#### [DIRECTIONS]
Swap "logo" for "emblem" in the part of the records that opens at their start and closes with the line containing "216], [50, 226]]", keeping everything else unchanged. Leave the pictures out of your answer.

Start of SOURCE MATERIAL

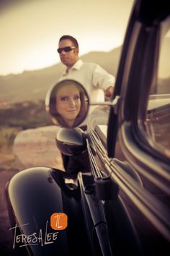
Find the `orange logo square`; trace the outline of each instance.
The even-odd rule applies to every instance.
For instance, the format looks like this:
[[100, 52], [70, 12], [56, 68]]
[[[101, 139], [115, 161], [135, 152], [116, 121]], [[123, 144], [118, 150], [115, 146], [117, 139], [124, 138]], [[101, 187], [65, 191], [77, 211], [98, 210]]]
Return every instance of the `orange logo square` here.
[[55, 230], [63, 230], [68, 226], [68, 217], [63, 213], [55, 213], [50, 216], [50, 226]]

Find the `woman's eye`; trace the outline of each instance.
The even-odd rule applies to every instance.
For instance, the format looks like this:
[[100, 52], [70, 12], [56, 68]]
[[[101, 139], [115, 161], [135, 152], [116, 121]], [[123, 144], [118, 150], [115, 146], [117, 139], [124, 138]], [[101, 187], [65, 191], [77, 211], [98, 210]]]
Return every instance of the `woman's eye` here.
[[61, 101], [67, 101], [67, 100], [68, 100], [68, 97], [66, 97], [66, 96], [61, 98]]
[[75, 95], [73, 98], [74, 98], [74, 100], [79, 100], [80, 96], [79, 95]]

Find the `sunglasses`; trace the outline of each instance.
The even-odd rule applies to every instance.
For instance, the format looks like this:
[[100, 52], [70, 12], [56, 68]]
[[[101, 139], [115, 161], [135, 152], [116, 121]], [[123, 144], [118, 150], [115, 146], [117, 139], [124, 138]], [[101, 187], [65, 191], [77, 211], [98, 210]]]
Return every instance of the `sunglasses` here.
[[58, 48], [57, 49], [57, 51], [58, 54], [61, 54], [62, 51], [65, 51], [66, 53], [68, 53], [68, 51], [72, 51], [73, 49], [76, 49], [75, 46], [66, 46], [63, 48]]

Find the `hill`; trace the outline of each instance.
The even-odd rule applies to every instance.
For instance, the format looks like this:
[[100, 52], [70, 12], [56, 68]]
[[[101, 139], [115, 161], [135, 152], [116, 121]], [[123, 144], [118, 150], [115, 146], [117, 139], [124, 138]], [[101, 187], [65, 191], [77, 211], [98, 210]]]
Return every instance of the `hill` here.
[[[81, 56], [84, 61], [95, 62], [115, 76], [121, 48], [109, 52], [91, 52]], [[0, 102], [16, 103], [45, 99], [48, 88], [60, 77], [64, 66], [54, 66], [22, 74], [0, 76]]]

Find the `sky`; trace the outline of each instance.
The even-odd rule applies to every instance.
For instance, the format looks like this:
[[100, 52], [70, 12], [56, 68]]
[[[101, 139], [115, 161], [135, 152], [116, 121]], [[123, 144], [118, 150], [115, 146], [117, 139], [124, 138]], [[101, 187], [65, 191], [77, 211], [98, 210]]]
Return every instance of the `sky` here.
[[0, 75], [58, 62], [58, 40], [74, 36], [79, 55], [120, 46], [133, 0], [6, 0], [0, 6]]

End of SOURCE MATERIAL

#### [TASK RESPONSE]
Find the `orange emblem square`; trace the outline of each instance.
The even-odd rule applies to every instance.
For instance, the format looks like this:
[[100, 52], [70, 12], [56, 68]]
[[[101, 139], [115, 161], [135, 152], [116, 121]], [[123, 144], [118, 150], [115, 146], [117, 139], [124, 138]], [[101, 187], [65, 191], [77, 211], [98, 210]]]
Return every instance of the `orange emblem square` here.
[[55, 230], [63, 230], [68, 226], [68, 217], [63, 213], [55, 213], [50, 216], [50, 226]]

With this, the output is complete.